_EXTRACTED TEXT:_
+++++

Polecats and Pandemics

Me on day 5 of self-quarantine

This week was a bit rocky, considering everything that’s currently happening on campus and in the world, but we somehow managed to make it work. Our screening this week, Valerie and Her Week of Wonders (1970), was by far the highlight of my week, a sort of escapism that I didn’t know I needed.

Czech film expert, Peter Hames.

The entire film felt like a trip–unearthly from start to finish. I would like to start off by speaking about the mise-en-scène of the film. Perhaps it’s the fact that it was impossible to follow the plot, but the entire film had a very heavy mannerist feel to it all, full of hyper-idealization, distorted human forms and ambiguous spaces. I had no idea where the film was set (or when) and Jana Prikryl’s “Valerie and Her Week of Wonders: Grandmother, What Big Fangs You Have!” explains the reason behind this beautifully, staying:

“Aside from the folkloric nub of the story—in which a thirteen-year-old girl is initiated into the perilous world of adult desire—little about this fantasia reflects its time and place. Maybe that’s why, over the last forty-five years, it has peeled off from its historical moment and been embraced by foreign audiences, who have kept it in circulation because of how irresistibly it combines some very soft-core delights with the trappings of horror. “

Jana Prikryl

More so, I was totally enamored by the set designs, especially Valerie’s white room:

Something that was incredibly interesting to me, was the intersection of so many different genres–fantasy, horror and soft-core (everything you need for a bomb coming-of-age film). In the late ’60s, other directors were starting to play around with the intersection of horror and sex, like in Roman Polanski’s ‘delightfully sardonic’ The Fearless Vampire Killers (1967), and in Ingmar Bergman’s Hour of the Wolf (1968).

+++++

_RECORD EXCERPTS:_
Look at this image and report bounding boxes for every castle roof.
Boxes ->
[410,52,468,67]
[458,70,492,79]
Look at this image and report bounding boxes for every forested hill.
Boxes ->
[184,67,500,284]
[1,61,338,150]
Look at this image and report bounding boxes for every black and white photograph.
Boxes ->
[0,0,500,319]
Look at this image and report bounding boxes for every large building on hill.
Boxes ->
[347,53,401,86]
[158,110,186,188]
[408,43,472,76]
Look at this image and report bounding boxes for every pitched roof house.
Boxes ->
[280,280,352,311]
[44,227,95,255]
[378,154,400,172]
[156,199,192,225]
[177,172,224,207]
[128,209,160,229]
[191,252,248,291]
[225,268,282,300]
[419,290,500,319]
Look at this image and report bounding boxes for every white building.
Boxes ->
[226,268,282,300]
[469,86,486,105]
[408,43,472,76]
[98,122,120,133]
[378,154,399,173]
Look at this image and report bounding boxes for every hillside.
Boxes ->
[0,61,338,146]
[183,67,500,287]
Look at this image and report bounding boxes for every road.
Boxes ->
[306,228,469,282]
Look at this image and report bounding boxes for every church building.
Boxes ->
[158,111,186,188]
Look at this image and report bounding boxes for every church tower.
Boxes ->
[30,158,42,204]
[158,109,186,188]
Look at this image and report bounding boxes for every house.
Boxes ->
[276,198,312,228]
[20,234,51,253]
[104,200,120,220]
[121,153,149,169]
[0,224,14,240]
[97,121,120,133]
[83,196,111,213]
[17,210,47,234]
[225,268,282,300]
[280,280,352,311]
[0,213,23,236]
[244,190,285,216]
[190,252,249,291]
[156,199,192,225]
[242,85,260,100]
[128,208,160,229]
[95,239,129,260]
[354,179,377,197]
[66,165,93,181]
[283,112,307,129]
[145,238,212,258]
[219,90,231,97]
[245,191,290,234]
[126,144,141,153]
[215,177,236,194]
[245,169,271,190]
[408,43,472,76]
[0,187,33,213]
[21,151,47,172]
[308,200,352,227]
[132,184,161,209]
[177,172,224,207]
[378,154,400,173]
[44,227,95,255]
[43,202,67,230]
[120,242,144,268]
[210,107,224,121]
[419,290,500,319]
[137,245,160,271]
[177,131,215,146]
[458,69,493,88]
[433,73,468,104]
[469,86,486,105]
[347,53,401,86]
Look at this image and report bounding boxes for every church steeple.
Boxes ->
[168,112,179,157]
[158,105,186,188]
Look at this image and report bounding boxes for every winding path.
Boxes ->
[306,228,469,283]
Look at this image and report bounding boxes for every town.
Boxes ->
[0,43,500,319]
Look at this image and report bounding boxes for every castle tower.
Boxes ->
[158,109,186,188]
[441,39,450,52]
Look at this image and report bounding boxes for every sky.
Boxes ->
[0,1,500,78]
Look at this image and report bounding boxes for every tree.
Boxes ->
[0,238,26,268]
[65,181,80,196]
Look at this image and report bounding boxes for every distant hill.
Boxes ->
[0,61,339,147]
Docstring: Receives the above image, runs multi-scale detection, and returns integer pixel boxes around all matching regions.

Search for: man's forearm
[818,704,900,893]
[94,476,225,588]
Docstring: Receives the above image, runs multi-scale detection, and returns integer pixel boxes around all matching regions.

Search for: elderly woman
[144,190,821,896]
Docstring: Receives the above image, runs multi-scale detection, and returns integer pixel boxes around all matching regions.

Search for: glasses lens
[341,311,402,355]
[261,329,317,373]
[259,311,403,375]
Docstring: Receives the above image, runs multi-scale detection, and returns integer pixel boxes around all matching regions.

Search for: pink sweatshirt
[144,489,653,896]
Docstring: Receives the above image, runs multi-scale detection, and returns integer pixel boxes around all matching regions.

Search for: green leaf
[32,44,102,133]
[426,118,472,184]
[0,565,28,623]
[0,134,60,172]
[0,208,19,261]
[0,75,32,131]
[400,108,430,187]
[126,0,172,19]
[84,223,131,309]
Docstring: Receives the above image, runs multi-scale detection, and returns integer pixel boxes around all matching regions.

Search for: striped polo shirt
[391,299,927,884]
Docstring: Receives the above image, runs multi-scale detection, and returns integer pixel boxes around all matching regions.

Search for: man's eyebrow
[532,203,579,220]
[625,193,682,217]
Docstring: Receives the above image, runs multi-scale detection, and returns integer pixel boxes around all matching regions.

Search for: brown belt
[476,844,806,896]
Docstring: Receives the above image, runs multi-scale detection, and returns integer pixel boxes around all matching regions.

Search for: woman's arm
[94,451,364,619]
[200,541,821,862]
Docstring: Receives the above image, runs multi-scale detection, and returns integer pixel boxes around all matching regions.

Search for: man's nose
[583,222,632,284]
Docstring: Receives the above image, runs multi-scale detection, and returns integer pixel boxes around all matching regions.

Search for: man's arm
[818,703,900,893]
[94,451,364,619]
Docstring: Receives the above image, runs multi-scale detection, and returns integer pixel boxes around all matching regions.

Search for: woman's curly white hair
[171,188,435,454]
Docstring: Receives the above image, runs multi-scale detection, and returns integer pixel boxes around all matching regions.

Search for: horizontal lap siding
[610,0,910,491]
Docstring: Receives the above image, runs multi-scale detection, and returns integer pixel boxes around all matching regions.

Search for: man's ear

+++++

_TASKS TO CARRY OUT:_
A: Answer these from the blog post about Valerie and Her Week of Wonders:
(i) What year is given for Valerie and Her Week of Wonders?
(ii) In the quoted passage, how old is the girl at the center of the story?
(iii) Which Ingmar Bergman film does the post mention?
B: Reproduce the stretch of the blog post about Valerie and Her Week of Wonders from "More so, I was" through "the Wolf (1968).".
C: Continue the blog post about Valerie and Her Week of Wonders from the point where it ends.
The items have no connection to the text.

_PER-TASK OUTPUTS:_
A:
(i) 1970
(ii) Thirteen
(iii) Hour of the Wolf (1968)

B:
More so, I was totally enamored by the set designs, especially Valerie’s white room:

Something that was incredibly interesting to me, was the intersection of so many different genres–fantasy, horror and soft-core (everything you need for a bomb coming-of-age film). In the late ’60s, other directors were starting to play around with the intersection of horror and sex, like in Roman Polanski’s ‘delightfully sardonic’ The Fearless Vampire Killers (1967), and in Ingmar Bergman’s Hour of the Wolf (1968).

C:
I loved Valerie and Her Week of Wonders because it felt incredibly nostalgic to me. For some weird reason–weird because before this week, I had never watched Valerie and Her Week of Wonders–it transported me back to the really intense Sunday-blues I would get in high-school, which I would cope with by watching weird films in bed all day. A lot of the time, I associate nostalgia with surrealism and dreamlike memories, which is perhaps why Valerie and Her Week of Wonders felt so familiar. I found a quote about this film (more specifically, the surrealism in this film) which, hopefully, helps to explain what I’m trying to say:

By their very nature, surrealistic or phantasmagorical films offer little to those who fail to connect with a specific, bizarre juxtaposition of images and ideas, aimed directly at the viewer’s central nervous system. There’s not much in the way of a middle ground when it comes to such works—one is either delighted and transfixed or bored to tears. 

Mike D’Angelo

While this has not been my favorite screening of the semester, this film was by far one of the most beautiful films I have ever seen. The whole film looked like a dream.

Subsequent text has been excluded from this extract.